══ Record excerpts

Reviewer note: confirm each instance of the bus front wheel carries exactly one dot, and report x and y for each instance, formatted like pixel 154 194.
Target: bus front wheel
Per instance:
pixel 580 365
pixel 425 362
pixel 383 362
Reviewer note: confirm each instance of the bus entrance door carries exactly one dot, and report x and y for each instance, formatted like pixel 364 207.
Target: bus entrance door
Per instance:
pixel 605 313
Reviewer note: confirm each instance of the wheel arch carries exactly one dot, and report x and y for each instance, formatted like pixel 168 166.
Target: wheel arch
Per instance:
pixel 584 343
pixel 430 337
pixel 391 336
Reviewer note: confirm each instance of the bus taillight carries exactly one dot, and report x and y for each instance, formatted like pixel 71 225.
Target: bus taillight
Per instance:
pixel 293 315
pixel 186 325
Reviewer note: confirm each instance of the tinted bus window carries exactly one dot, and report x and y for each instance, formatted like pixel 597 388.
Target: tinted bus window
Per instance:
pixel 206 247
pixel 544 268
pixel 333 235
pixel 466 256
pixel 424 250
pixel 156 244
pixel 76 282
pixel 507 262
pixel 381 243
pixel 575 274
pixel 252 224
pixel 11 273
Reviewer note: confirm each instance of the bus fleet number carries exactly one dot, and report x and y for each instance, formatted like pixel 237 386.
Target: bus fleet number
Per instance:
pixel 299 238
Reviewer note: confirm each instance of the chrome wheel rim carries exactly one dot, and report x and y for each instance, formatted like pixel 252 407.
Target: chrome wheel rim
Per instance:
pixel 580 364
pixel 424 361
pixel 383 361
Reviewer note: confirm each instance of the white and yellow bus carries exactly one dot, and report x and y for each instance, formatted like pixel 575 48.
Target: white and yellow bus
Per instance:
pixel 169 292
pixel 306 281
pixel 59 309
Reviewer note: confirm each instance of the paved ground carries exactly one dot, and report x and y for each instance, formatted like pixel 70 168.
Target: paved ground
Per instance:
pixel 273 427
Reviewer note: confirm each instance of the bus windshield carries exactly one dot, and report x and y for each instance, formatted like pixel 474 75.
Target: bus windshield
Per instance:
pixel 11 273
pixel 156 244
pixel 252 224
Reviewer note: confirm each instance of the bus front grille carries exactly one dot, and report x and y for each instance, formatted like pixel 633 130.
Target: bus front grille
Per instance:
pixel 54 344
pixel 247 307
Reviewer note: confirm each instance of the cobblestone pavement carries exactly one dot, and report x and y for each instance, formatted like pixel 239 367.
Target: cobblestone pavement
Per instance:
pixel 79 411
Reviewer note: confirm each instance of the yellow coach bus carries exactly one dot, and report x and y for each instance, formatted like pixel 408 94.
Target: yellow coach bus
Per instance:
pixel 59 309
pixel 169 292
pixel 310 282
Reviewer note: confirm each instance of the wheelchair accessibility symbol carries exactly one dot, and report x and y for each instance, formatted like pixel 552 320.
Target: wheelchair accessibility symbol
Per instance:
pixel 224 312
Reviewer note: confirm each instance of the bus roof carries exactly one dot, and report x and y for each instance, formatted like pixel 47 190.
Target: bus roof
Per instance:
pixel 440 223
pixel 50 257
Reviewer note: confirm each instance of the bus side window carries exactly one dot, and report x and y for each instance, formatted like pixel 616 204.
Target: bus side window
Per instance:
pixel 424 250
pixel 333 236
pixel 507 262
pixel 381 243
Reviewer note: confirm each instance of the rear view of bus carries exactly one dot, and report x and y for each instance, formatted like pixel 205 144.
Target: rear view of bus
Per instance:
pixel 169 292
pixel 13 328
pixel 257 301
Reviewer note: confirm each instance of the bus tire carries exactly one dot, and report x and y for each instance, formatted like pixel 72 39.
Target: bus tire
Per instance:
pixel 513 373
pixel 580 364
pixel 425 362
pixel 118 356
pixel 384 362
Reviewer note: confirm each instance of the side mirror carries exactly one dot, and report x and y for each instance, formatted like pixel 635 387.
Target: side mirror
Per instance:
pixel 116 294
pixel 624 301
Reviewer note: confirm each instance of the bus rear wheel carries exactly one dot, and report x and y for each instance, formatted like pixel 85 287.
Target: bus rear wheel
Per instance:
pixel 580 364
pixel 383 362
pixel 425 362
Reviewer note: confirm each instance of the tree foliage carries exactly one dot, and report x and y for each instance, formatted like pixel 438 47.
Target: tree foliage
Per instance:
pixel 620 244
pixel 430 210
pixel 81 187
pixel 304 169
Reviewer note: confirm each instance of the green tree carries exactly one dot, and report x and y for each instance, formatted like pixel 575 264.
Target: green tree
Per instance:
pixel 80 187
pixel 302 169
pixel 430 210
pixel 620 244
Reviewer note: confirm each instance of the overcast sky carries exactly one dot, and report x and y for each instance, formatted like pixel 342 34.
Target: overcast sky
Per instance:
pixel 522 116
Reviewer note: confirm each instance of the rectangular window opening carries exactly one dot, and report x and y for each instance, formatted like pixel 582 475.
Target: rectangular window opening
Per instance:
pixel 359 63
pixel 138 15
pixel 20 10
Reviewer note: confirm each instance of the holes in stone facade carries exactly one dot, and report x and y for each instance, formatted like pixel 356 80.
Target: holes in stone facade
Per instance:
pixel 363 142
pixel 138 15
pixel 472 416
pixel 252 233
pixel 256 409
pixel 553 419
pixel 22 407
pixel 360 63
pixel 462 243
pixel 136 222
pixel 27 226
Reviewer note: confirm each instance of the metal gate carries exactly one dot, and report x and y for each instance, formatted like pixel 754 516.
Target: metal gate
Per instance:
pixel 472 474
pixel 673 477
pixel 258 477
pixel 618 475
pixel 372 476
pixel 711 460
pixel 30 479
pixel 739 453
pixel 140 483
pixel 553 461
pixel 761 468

════
══ Record excerpts

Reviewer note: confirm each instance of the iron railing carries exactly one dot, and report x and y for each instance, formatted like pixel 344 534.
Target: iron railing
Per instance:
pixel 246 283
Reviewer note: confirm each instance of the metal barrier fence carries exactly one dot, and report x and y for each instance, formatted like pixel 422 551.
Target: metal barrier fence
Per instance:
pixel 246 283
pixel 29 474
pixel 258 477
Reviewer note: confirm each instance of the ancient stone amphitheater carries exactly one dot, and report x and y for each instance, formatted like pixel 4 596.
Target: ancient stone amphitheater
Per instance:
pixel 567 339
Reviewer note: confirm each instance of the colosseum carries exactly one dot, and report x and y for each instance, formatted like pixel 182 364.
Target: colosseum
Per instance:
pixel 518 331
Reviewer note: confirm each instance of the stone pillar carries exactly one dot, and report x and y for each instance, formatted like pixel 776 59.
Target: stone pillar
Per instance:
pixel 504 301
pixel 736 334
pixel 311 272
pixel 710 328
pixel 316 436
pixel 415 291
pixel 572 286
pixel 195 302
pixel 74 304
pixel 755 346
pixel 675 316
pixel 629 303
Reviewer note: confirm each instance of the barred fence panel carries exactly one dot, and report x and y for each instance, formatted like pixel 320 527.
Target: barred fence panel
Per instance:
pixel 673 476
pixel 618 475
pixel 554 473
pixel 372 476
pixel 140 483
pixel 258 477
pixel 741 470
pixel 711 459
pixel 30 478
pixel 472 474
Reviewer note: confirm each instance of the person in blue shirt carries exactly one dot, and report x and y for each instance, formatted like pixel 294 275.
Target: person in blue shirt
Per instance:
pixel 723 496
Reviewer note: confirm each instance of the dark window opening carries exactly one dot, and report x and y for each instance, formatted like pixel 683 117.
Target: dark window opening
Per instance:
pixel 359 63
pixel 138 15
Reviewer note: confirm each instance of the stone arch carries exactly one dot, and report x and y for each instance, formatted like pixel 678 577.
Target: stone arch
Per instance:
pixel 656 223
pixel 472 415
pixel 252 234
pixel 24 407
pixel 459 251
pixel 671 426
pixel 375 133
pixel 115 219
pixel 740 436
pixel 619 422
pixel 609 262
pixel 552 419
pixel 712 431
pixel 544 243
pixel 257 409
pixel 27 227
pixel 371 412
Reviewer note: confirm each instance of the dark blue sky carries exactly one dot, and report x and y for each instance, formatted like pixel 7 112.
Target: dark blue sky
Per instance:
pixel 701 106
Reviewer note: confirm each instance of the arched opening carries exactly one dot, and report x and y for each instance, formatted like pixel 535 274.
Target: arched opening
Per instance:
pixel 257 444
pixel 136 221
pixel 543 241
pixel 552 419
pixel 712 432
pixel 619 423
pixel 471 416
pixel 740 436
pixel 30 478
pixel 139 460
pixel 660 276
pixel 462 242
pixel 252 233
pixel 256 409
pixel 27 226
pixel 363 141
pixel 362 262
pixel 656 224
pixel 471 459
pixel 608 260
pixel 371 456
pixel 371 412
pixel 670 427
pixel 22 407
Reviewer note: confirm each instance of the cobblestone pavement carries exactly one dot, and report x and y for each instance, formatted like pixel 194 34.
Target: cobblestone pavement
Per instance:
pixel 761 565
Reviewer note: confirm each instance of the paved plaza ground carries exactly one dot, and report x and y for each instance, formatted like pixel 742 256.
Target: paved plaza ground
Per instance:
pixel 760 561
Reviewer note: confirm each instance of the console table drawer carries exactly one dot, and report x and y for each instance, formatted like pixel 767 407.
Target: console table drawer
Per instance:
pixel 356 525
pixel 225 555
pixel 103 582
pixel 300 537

════

The task: Pick out every line above that holds the word "tinted" and copy it.

Answer to the exercise:
Reviewer note: confirm each instance of the tinted bus window carries exactly one dot, and report x and y for each instance, formatted like pixel 597 388.
Target: tinted bus window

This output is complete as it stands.